**Description of the task:** In this exercise, every entry is to be transcribed exactly as written.

**Study material:**
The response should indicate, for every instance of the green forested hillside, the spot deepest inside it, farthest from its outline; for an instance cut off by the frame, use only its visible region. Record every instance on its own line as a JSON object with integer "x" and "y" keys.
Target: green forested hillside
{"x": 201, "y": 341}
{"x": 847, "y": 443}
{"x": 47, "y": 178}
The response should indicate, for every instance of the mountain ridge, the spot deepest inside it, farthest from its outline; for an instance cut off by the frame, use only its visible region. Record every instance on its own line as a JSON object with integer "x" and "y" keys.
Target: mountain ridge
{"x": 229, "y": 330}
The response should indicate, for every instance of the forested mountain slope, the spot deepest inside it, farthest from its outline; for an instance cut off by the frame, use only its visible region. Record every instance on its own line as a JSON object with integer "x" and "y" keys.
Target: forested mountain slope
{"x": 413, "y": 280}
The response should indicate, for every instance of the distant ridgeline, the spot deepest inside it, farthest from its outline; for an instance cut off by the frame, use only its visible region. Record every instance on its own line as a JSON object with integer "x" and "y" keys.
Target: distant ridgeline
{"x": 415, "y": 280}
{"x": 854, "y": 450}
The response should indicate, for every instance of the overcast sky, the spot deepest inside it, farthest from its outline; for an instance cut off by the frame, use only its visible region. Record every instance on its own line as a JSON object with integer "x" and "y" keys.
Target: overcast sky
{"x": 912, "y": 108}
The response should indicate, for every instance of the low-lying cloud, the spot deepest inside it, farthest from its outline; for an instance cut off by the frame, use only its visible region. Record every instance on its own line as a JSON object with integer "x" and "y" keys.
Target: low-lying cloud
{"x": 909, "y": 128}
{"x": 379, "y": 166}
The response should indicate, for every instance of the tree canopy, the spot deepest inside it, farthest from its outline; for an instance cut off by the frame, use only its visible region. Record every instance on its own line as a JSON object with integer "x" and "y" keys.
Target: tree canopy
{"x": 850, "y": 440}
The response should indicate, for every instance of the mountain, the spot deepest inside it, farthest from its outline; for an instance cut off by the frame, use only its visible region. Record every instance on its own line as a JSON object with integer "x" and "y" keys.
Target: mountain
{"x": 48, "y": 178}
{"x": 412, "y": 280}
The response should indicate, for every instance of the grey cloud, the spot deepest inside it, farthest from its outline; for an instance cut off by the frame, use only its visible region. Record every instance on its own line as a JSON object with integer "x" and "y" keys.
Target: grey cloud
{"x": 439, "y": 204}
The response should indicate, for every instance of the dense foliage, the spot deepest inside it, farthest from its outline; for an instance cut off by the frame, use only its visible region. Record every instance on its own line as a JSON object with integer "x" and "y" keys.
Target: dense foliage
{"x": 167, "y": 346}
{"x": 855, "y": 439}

**Task answer:**
The response should indicate, for every instance of the green forested hillside, the spot deepest inside it, farthest from its outline; for an instance cut off by the frame, use only its visible region. Record every instance on its own line as a JSON object with integer "x" and "y" keys.
Target: green forested hillside
{"x": 201, "y": 341}
{"x": 847, "y": 443}
{"x": 47, "y": 178}
The response should indicate, for every instance of the mountain ridge, the spot deepest inside it, farthest from its outline; for an instance cut off by the frame, use only its visible region. Record every instance on its own line as a JSON object with integer "x" and "y" keys.
Target: mountain ridge
{"x": 229, "y": 330}
The response should indicate, for every instance of the forested mountain slope, the spot deepest inside it, farthest from its outline; for an instance cut off by the frame, use only its visible region. Record every instance on its own line as a JSON object with integer "x" and "y" keys.
Target: forested mountain slope
{"x": 413, "y": 280}
The response should indicate, for every instance of the distant ridgeline, the spot deepest inside it, farthest from its outline; for an instance cut off by the frame, use only its visible region. Record every instance on its own line as a JSON object with integer "x" and "y" keys.
Target: distant ridgeline
{"x": 415, "y": 280}
{"x": 854, "y": 450}
The response should indicate, for every instance of the overcast sky, the spot deepest inside it, farthest from its outline; for an instance cut off by the frame, use only its visible region. Record every instance on its own line as a JSON object with integer "x" and "y" keys.
Target: overcast sky
{"x": 912, "y": 108}
The response should indicate, for every instance of the low-lying cloud, the spot deepest inside it, farthest from its outline; for an instance cut off by the frame, use only its visible region. Record every instance on its own line as a JSON object with integer "x" and "y" keys.
Target: low-lying cloud
{"x": 909, "y": 128}
{"x": 379, "y": 166}
The response should indicate, for every instance of the tree canopy, the spot deepest inside it, farthest from its outline; for an instance cut off by the frame, use only its visible region. Record every instance on its own line as a JSON object with integer "x" and "y" keys.
Target: tree canopy
{"x": 850, "y": 440}
The response should indicate, for every instance of the mountain, the spot deepest inside it, farthest from its outline; for an instance cut off by the frame, use only its visible region. Record every instance on its own line as a JSON object with integer "x" and "y" keys.
Target: mountain
{"x": 48, "y": 178}
{"x": 412, "y": 280}
The response should indicate, for every instance of the grey cloud, the spot deepest inside it, farthest from its outline; for an instance cut off by the frame, use only its visible region. Record every instance on its own line as a JSON object with integer "x" and "y" keys.
Target: grey cloud
{"x": 439, "y": 204}
The response should indicate, for every instance of the dense foliage, the spot deepest inside it, farthest from its outline; for an instance cut off by the frame, use only its visible region. Record every instance on its own line as a JSON object with integer "x" and "y" keys.
Target: dense foliage
{"x": 167, "y": 346}
{"x": 855, "y": 439}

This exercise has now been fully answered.